Given problem: Quote all of the data below exactly, please.

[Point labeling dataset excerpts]
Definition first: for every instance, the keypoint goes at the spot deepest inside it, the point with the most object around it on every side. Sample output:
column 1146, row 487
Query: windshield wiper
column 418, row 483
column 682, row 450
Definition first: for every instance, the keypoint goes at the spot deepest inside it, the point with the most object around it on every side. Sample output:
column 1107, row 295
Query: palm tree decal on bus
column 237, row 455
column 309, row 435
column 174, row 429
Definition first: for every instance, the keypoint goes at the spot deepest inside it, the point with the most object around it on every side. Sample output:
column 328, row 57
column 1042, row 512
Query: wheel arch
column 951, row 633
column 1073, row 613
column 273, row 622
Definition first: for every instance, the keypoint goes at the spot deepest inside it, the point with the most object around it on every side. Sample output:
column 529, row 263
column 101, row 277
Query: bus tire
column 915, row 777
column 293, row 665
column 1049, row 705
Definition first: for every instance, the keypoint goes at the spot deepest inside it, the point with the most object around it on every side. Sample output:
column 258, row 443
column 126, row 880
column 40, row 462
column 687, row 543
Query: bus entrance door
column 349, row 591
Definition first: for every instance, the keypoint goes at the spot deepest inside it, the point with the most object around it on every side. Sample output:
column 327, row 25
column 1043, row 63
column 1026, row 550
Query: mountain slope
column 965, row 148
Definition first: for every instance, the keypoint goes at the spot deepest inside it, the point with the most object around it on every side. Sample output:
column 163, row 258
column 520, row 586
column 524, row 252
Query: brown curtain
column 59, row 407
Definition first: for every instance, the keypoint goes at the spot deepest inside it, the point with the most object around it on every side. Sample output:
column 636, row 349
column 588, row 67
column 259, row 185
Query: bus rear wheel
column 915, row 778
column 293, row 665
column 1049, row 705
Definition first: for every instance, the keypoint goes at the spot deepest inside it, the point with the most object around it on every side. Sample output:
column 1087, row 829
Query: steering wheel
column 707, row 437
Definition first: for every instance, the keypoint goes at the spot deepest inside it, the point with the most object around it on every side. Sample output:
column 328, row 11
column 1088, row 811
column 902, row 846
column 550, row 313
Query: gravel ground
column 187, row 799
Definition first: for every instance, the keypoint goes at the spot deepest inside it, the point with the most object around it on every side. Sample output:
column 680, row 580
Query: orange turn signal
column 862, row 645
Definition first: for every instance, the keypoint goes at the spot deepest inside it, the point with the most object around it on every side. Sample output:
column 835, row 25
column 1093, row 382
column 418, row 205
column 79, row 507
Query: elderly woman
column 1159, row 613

The result:
Definition first: for every instance, the keypoint goes at the spot deepest inside it, the point with the most object around it on every side. Sample output:
column 1146, row 487
Query: windshield wiper
column 418, row 483
column 682, row 450
Definition first: for every instance, the keypoint goes at the spot deepest inside it, the point with the most object around it on every side. Sample output:
column 1107, row 295
Query: palm tree decal on bus
column 237, row 455
column 309, row 435
column 174, row 429
Definition first: for every instance, the keypoint goes at the spot deepest inside it, the point with the most object around it on every side. Sample output:
column 328, row 57
column 1042, row 512
Query: wheel arch
column 951, row 633
column 1073, row 613
column 273, row 622
Definition first: for every instance, the keypoint goes at the spot deepest inside it, the point with the most object around it on every side. Sample output:
column 529, row 263
column 101, row 277
Query: bus tire
column 915, row 777
column 293, row 665
column 1049, row 705
Definition first: for every instance, the keypoint goes at the spot deepest inside it, the point with the most object around it on every side. Sample output:
column 258, row 443
column 126, row 880
column 40, row 462
column 687, row 543
Query: bus entrance door
column 349, row 591
Definition first: for every instance, the keypoint goes at the spot deepest inside it, the point with the most object around it on every side. Sample output:
column 327, row 25
column 1043, row 63
column 1026, row 550
Query: mountain slope
column 965, row 148
Definition first: for every instance, the keypoint goes at the spot deepest inside it, the point with the most object around it on every side. Sample output:
column 163, row 258
column 520, row 586
column 524, row 252
Query: brown curtain
column 59, row 407
Definition first: for every instance, the keypoint goes at the spot deepest inside it, the point with the most object around it on every side. Sample output:
column 636, row 349
column 588, row 67
column 259, row 185
Query: bus rear wheel
column 915, row 778
column 293, row 665
column 1049, row 705
Definition first: for every instance, the keypoint goes at the spot deepest inside it, the point with the most object around it on every side. Sample output:
column 1087, row 829
Query: steering wheel
column 707, row 437
Definition first: for every instance, the keypoint goes at the spot deepest inside it, the point with the most object around it on every side. Sample output:
column 328, row 11
column 1088, row 811
column 902, row 846
column 550, row 313
Query: gravel ground
column 187, row 799
Definition first: for every instance, the keypoint goes at the spot deepest inside it, the point with the most object around it on every side. Sample output:
column 680, row 580
Query: orange turn signal
column 862, row 645
Definition first: for every instance, the keypoint goes at the spot deepest inside it, the point with the most object around it on every side. Sample output:
column 835, row 25
column 1093, row 382
column 418, row 205
column 79, row 507
Query: elderly woman
column 1159, row 613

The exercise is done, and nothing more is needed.